BEGIN DATA IN THIS EXERCISE
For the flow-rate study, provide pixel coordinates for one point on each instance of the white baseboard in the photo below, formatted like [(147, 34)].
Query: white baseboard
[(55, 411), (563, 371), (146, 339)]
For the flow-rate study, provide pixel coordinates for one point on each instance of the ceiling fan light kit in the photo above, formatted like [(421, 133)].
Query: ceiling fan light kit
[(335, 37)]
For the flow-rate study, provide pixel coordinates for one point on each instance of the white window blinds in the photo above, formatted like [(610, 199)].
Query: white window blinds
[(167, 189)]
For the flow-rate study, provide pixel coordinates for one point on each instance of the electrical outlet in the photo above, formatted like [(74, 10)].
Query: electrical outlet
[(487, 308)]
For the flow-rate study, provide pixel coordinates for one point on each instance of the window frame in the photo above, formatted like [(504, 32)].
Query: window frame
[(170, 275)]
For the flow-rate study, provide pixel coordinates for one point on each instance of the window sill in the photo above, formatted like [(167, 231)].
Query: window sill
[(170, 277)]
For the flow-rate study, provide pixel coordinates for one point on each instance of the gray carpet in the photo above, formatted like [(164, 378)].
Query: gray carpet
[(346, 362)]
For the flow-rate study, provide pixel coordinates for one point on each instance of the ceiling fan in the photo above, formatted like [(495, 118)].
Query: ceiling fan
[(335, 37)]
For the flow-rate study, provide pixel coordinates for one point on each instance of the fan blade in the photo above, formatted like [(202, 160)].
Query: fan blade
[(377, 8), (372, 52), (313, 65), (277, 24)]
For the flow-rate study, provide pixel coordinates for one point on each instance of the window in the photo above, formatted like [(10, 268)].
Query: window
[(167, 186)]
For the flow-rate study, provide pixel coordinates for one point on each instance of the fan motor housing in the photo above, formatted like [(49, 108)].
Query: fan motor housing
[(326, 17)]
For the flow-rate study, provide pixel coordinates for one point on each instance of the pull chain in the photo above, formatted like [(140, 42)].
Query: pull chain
END DATA IN THIS EXERCISE
AIM OF THE TASK: Give every line of the material again, exactly as it reads.

WRITTEN RESPONSE:
For the flow-rate study, provide pixel coordinates for one point on each instance of the white baseboard in the photo below, formatted like [(147, 34)].
Query: white baseboard
[(55, 411), (563, 371), (146, 339)]
For the flow-rate study, provide pixel coordinates for one point on each instance of the ceiling fan light kit in the photo above, formatted like [(421, 133)].
Query: ceiling fan light kit
[(335, 37)]
For the flow-rate study, provide pixel coordinates for one point on each instance of the white window blinds in the photo above, formatted like [(610, 199)].
Query: white window blinds
[(167, 189)]
For the flow-rate study, provide pixel coordinates for one point on each instance of the electrical outlet in the photo above, formatted like [(74, 10)].
Query: electrical outlet
[(487, 308)]
For the flow-rate study, provide pixel coordinates for one point on each instance of the window frame in the photo above, formatted like [(504, 32)].
Query: window frame
[(170, 275)]
For the flow-rate study, provide pixel coordinates for one point on each instance of the window sill in the photo above, formatted like [(167, 231)].
Query: window sill
[(170, 277)]
For the flow-rate study, provide pixel coordinates for one point on each instance of the gray carpet in the photo above, formatted like [(164, 378)].
Query: gray carpet
[(346, 362)]
For the flow-rate study, provide pixel coordinates for one point on each instance of the ceiling fan in the photo above, formatted like [(495, 118)].
Query: ceiling fan
[(335, 37)]
For the flow-rate study, provide pixel coordinates for one point on each instance of the fan blade in the photo above, formatted like [(202, 160)].
Query: fan blade
[(377, 8), (372, 52), (313, 65), (277, 24)]
For the flow-rate study, provide pixel coordinates for one point on each instance of the window in the photo above, formatted like [(10, 268)].
Query: window
[(167, 186)]
For the flow-rate study, provide pixel coordinates for one point on each instance of the fan motor housing in the photo above, formatted like [(49, 108)].
Query: fan motor housing
[(326, 17)]
For the flow-rate study, provide pixel coordinates for one point on each instance of the pull chain in the photo above, formatted like [(140, 42)].
Query: pull chain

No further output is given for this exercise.